───── EXTRACT TO READ
This holiday season will, like most of 2021, present some unique cybersecurity risks. Managing the transition from the board room table to the kitchen table has required the world collectively to adapt to an unanticipated convergence between our work stations and family space.
The holidays will undoubtedly exacerbate this balancing act, as will the additional influx of holiday electronic messaging and traveling schedules (including email tagging on the road or using foreign Wi-Fi connections).
In 2021, both the FBI and the Cybersecurity and Infrastructure Security Agency (CISA) have observed an increase in highly impactful ransomware attacks occurring on holidays and weekends—when offices are normally closed and when professionals are traveling or working remotely. What's more, a new study by cybersecurity company BlueVoyant shows that the supply chain is a magnet for cyber breaches, and both businesses and holiday shoppers alike must remember to tread carefully.
──────────
## GIVEN TASK 1
Copy the rows below word for word, from the line containing "Can you find the vest" through the final line of the rows.
───── RECORDS FOR THIS EXERCISE
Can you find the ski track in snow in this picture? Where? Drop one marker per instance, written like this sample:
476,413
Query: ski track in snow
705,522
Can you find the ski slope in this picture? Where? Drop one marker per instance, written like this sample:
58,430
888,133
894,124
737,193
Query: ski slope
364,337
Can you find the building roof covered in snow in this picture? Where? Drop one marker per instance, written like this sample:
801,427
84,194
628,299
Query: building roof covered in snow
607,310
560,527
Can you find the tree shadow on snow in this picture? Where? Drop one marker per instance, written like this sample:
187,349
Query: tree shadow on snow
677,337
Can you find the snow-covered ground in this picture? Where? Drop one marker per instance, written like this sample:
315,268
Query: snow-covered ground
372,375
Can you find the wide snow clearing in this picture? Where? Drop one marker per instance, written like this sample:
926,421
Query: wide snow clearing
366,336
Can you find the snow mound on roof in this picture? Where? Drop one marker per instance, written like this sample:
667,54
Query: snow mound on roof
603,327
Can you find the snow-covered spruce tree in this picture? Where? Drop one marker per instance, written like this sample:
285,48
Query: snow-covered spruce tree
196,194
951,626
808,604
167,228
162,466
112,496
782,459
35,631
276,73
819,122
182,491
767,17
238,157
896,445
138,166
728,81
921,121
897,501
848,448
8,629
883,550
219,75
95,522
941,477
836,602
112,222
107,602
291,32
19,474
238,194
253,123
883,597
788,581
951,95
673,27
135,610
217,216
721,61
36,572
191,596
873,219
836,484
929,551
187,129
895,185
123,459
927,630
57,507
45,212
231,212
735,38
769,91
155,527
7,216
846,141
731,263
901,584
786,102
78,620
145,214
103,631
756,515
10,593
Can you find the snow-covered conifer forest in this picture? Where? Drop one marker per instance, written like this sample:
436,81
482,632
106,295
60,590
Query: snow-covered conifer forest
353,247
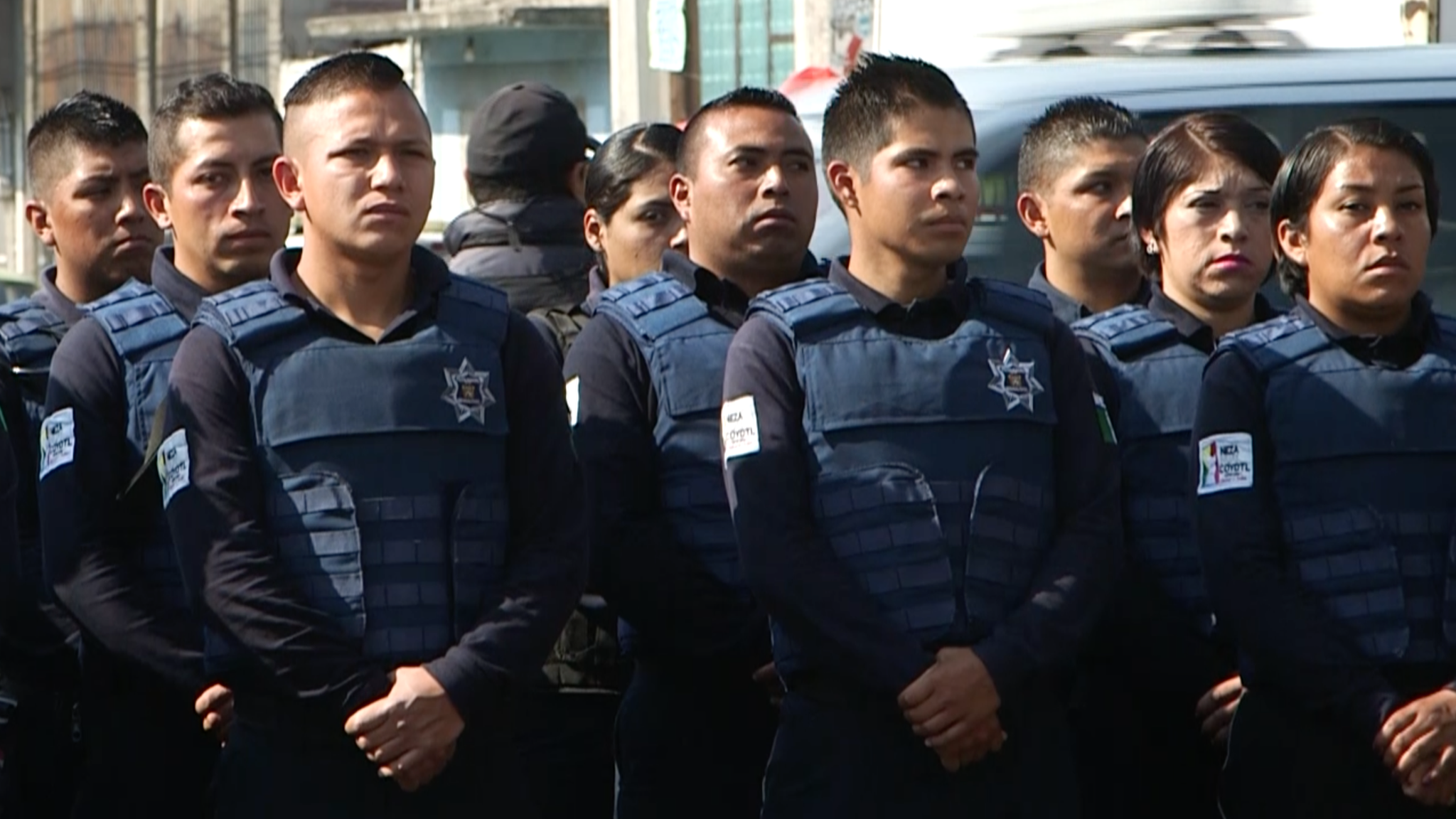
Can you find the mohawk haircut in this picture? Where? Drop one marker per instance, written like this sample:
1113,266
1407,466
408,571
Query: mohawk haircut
82,120
211,97
1066,127
346,73
877,95
739,98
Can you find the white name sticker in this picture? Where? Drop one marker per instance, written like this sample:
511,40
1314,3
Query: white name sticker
1225,462
740,427
173,465
57,441
574,398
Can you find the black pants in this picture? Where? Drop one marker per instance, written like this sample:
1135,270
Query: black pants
692,744
1283,764
280,773
836,758
144,755
564,746
43,756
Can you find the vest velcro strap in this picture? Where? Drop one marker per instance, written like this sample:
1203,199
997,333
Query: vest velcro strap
883,538
386,509
696,491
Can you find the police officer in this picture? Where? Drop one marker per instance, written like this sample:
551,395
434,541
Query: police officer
1161,684
107,545
695,726
369,477
565,727
1075,171
526,162
87,162
1325,486
922,494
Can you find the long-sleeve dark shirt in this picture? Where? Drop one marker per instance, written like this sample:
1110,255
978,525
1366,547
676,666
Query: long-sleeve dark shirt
──────────
## GIVEN TASK 2
According to the piece on holiday cybersecurity risks, which cybersecurity company's study shows that the supply chain attracts cyber breaches?

## EXERCISE RESULT 1
Can you find the vest velcro strap in this picture? Where? Drop one marker per instance, written like this sample:
1203,199
997,333
Query: vest velcro strap
883,538
386,509
696,491
Can you find the police officer in this picture? Where? Drop one marker per instance, written like this sample:
551,395
434,541
Query: police officer
1161,684
107,545
695,726
369,477
565,727
1075,171
526,162
87,162
1325,486
922,494
Can you find the long-sleeve dark shirt in this picture? Where? Drop one marker per instance, written like this sample:
1110,255
978,525
1366,547
676,666
Query: long-sleeve dark shirt

## EXERCISE RESULT 2
BlueVoyant